-- start SOURCE PASSAGE --

A major goal of fusion energy1 research is to heat and confine an ionized gas (a plasma) of light elements like hydrogen so they fuse into heavier elements, producing significantly more power from fusion reactions than power put into the plasma for heating. While the schemes for achieving this vary widely, a single value tells us how close a fusion experiment is to net power: the fusion triple product. As the name suggests, the triple product is the product of three attributes of a fusion plasma:
- n the density of ions in the plasma (ions/cubic meter)
- T the temperature of those ions (keV2)
- τE the energy confinement time (seconds)
The fusion reaction with the lowest (and therefore most achievable) triple product threshold is the fusion of deuterium and tritium (D-T), two isotopes of hydrogen. A fusion power plant running on D-T fuel will have a triple product of about 5×1021 m-3 keV s or greater3. There are of course many other requirements for a commercially viable power plant but the triple product encapsulates a lot of the plasma physics so it's a good place to start the discussion.
A nice property of the triple product is that it’s independent of the particular scheme used to create the fusion plasma so it can be used to compare performance across different kinds of approaches to fusion4. It’s a meaningful quantity in magnetic confinement schemes (tokamaks, stellarators), inertial confinement schemes (laser fusion), and magneto-inertial schemes (MagLIF, compression of FRCs).
Between the 1950s and the early 2000s, the maximum triple product achieved by fusion energy experiments grew dramatically. Then, from the early 2000s to the present there haven't been any new records5 as efforts in fusion concentrate on ITER (Figure 1). It's a remarkable story and it's best to start at the beginning.
Figure 1: Plot of the increasing maximum achieved triple product and the year achieved. Peak values of ion temperature and density are indicated. The names of each experiment are indicated next to their achieved results. Experimental data from Fusion Energy Base. Projected value of ITER from published models.
Early Fusion Energy History: 1950s
During their post WWII optimism of the 1950s, the United States, the Soviet Union, and the United Kingdom mounted well funded, classified efforts to design and build fusion energy systems. A few early experiments initially reported promising results of high temperature plasmas and fusion neutrons, signatures of the D-T fusion reaction. But it was soon realized that this was a misinterpretation of the data. The source of the fusion reactions were areas of instabilities in the plasma, not from a uniformly hot plasma. The actual achieved triple products were very low, far below that required for a power plant. By the end of the 1950s the research was declassified and the field entered into a brief period of pessimism.
Figure 2: Photograph of the ZETA pinch experiment in the UK from the mid 1950s. Initial optimistic results from ZETA were later walked back. via Swansea University credit NDA (Nuclear Decommissioning Authority)

-- end SOURCE PASSAGE --
-- start SOURCE RECORDS --

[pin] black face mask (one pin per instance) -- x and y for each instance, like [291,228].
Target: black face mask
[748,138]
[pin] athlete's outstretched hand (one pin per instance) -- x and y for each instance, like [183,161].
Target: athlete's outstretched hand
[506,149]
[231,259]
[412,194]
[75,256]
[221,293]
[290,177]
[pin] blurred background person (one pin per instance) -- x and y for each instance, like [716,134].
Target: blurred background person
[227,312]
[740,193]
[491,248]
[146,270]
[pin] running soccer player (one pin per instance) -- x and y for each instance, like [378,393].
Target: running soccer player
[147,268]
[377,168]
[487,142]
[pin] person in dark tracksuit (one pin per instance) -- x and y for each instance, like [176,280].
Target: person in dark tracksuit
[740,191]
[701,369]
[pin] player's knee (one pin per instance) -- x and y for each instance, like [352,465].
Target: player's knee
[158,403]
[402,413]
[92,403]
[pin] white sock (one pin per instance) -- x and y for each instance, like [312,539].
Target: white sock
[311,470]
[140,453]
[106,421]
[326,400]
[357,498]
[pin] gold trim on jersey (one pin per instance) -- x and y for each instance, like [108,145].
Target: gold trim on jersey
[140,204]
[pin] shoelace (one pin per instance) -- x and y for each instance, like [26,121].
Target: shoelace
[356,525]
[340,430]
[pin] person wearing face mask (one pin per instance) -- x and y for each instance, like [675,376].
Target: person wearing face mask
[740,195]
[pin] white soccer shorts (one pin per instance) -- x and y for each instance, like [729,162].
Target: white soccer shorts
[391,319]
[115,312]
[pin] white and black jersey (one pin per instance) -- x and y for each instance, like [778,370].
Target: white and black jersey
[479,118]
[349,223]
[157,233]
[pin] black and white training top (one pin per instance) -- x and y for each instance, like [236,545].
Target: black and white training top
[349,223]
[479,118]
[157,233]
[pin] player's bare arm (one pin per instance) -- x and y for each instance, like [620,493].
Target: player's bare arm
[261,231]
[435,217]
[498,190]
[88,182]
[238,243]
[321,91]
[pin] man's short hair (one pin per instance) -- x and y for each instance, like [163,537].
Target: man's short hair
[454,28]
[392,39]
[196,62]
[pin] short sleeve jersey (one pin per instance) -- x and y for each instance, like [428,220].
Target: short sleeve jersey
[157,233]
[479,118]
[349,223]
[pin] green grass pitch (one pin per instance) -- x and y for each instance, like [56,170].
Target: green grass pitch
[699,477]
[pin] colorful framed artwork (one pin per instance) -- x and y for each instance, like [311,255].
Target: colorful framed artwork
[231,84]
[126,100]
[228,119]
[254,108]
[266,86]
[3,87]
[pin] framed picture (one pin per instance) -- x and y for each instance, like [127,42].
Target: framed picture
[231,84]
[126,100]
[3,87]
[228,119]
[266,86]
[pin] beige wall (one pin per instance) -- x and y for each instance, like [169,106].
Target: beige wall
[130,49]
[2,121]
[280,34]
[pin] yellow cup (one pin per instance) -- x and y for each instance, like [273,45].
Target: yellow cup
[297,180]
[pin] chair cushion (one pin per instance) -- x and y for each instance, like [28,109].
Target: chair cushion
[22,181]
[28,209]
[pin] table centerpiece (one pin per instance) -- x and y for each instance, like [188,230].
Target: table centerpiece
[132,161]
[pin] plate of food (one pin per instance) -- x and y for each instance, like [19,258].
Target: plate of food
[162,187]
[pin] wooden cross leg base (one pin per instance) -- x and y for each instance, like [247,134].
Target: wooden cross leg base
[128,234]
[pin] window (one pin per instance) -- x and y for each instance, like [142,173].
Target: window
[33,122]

-- end SOURCE RECORDS --
-- start SOURCE RECORDS --

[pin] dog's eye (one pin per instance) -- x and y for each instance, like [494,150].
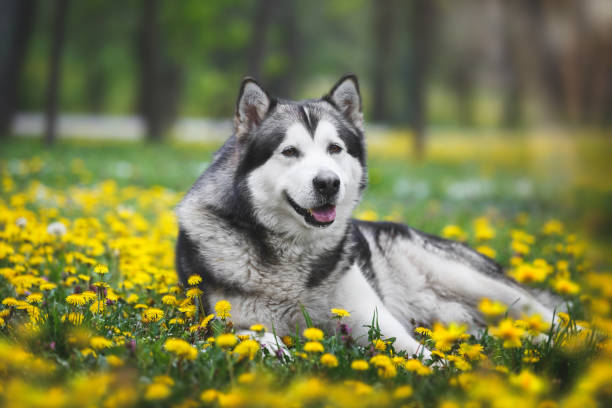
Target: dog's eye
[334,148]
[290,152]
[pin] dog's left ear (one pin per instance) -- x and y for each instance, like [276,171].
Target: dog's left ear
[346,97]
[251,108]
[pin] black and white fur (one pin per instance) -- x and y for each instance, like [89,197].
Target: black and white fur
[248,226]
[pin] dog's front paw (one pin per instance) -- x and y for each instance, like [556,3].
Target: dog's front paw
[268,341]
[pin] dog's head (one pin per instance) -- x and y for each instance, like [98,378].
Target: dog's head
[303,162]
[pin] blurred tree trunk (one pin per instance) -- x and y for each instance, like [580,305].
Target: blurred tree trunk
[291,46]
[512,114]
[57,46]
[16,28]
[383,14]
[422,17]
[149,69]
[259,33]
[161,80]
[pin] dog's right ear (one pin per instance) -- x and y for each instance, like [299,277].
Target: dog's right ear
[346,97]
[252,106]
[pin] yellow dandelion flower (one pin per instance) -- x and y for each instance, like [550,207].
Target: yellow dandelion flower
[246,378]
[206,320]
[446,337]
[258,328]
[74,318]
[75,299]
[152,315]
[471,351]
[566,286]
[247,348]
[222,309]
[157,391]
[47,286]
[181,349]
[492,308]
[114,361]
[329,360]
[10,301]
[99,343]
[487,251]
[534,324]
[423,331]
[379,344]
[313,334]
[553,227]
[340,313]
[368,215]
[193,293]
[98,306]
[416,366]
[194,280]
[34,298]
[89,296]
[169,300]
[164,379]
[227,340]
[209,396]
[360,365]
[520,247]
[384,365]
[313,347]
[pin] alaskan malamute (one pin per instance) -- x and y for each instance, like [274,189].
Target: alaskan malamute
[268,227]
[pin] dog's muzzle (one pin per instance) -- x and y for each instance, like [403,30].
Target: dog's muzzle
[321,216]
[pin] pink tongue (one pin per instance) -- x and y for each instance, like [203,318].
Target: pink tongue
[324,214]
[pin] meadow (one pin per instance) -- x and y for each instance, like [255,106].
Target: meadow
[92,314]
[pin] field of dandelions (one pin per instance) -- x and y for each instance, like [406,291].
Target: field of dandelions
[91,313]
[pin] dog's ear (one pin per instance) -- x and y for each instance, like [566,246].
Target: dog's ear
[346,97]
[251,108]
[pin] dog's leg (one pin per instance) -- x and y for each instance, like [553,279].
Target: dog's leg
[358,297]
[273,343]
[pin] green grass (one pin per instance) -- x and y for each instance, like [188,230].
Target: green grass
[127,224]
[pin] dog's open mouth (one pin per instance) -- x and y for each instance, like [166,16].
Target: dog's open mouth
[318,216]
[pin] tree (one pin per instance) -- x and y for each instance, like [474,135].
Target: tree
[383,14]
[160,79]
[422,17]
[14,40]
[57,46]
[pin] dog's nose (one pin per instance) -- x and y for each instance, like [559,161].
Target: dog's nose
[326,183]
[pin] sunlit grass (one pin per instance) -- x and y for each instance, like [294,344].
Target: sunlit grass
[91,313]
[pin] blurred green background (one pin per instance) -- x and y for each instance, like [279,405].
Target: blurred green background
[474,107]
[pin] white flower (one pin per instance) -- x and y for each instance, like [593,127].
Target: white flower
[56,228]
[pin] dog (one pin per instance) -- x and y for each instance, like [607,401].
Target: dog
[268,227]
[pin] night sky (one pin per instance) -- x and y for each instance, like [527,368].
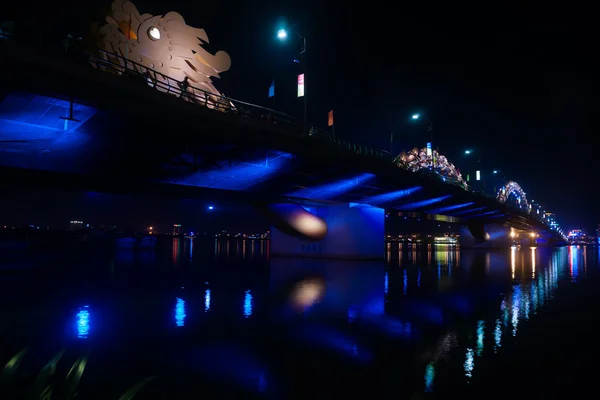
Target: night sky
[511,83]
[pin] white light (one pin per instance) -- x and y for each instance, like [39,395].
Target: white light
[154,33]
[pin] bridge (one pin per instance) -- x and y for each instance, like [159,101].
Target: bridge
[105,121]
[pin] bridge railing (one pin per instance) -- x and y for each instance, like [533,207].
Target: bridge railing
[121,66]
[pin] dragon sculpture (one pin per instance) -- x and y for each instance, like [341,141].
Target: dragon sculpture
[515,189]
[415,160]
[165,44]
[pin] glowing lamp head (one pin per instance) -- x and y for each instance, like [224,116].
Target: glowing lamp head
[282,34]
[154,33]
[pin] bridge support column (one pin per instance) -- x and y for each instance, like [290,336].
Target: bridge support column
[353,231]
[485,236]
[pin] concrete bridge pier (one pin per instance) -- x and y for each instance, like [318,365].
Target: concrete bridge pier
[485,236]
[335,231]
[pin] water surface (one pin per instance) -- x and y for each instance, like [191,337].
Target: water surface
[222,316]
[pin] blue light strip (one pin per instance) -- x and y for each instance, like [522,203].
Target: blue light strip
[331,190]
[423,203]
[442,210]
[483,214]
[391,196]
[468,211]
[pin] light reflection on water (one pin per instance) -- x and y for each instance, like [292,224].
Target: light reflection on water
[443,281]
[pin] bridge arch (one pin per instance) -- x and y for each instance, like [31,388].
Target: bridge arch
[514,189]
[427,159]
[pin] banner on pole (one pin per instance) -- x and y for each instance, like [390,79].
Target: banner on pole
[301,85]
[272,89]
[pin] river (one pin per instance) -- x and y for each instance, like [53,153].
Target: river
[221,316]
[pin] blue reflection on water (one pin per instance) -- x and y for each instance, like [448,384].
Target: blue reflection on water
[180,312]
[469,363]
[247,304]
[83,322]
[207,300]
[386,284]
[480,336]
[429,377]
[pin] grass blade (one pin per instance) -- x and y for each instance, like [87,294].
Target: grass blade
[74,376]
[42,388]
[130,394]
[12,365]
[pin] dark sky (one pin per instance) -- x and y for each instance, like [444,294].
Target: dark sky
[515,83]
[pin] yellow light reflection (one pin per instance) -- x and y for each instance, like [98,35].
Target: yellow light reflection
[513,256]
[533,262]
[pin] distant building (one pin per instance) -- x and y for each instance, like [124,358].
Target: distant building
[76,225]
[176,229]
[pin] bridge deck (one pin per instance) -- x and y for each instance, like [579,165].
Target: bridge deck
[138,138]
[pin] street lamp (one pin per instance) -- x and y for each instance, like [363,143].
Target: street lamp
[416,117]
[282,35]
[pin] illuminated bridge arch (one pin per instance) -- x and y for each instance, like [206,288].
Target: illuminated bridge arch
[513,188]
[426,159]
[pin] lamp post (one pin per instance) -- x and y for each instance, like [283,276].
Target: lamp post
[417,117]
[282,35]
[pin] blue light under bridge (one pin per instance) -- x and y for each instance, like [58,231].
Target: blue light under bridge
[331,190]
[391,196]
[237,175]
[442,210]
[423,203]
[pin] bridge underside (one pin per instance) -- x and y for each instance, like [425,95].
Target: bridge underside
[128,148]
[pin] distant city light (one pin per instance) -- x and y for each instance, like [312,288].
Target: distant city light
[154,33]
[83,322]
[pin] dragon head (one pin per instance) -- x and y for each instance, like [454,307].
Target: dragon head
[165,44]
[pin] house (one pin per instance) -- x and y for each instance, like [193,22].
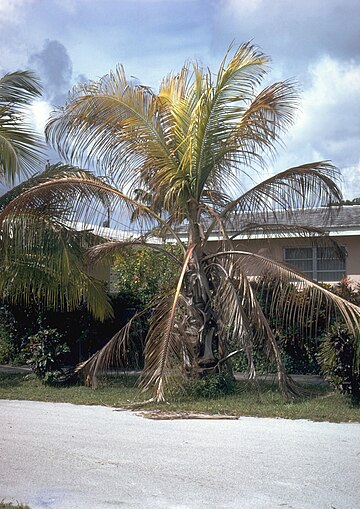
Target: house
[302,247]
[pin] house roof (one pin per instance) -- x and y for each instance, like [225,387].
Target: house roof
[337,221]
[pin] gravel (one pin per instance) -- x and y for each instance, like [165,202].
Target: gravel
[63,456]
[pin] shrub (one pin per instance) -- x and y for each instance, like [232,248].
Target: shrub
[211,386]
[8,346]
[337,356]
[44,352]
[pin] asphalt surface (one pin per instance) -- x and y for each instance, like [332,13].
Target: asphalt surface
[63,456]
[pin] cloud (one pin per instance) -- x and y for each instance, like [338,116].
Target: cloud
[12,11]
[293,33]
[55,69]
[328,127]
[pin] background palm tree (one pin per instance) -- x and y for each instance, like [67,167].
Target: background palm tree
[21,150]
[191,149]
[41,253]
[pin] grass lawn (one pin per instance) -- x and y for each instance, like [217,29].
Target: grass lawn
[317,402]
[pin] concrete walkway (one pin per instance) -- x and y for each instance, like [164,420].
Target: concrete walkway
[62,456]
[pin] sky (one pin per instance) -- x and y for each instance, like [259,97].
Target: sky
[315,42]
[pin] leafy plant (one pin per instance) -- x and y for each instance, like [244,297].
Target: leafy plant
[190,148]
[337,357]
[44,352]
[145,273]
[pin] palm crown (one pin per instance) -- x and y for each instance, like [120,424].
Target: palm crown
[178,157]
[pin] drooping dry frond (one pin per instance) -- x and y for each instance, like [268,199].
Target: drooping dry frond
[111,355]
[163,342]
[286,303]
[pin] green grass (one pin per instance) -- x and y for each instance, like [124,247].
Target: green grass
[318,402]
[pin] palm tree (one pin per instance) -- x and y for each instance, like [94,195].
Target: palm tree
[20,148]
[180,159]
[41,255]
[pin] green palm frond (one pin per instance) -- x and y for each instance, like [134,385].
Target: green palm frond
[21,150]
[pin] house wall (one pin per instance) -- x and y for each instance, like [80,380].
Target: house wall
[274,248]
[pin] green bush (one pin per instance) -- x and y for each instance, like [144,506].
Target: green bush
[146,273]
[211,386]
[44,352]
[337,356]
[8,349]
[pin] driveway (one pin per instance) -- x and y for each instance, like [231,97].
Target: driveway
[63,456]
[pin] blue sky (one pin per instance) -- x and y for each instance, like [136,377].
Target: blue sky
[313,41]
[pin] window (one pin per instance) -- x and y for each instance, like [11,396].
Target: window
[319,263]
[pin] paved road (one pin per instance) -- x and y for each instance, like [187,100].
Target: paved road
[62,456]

-- end SOURCE RECORDS --

:: EXERCISES ::
1/ Can you find every line in the entries that contains the string "framed" and copy each one out, treating uppercase and lowercase as different?
2/ Could you carry on the fusion energy passage from its last sentence?
The fusion energy passage and the entries are unrelated material.

:: THE RESPONSES ::
1/
[pin] colorful framed artwork (one pin per instance) -- x and y for each instance, like [311,255].
Target: colorful framed artwork
[pin] framed picture (one pin per instance) -- x and y for each instance, like [127,42].
Target: framed picture

2/
The Tokamak: 1960s to Today
The outside world was therefore understandably skeptical in 1968 when the Soviet Union reported heating of a plasma to 1 keV (more than ten times hotter than previously achieved) in a toroidal machine dubbed the “tokamak”. In a remarkable example of collaboration during the Cold War, an invited team of British plasma physicists travelled to Russia that fall to measure the plasma temperature with a cutting edge laser system and returned with the news: the report of 1 keV temperatures was true.
Figure 3: Photograph of the T-3 tokamak in the Soviet Union from the late 1960s. via All-the-world's Tokamaks
A rush of tokamak construction followed, and the achieved triple products climbed rapidly throughout the rest of the 20th century. The ability to drive higher triple products in tokamaks was the result of many advancements in the understanding of plasma physics, improved technologies, and an increase in tokamak size. The increase in size is important: larger tokamaks hold on to heat for a longer time, increasing their energy confinement times and hence their triple products. It also drives up their cost.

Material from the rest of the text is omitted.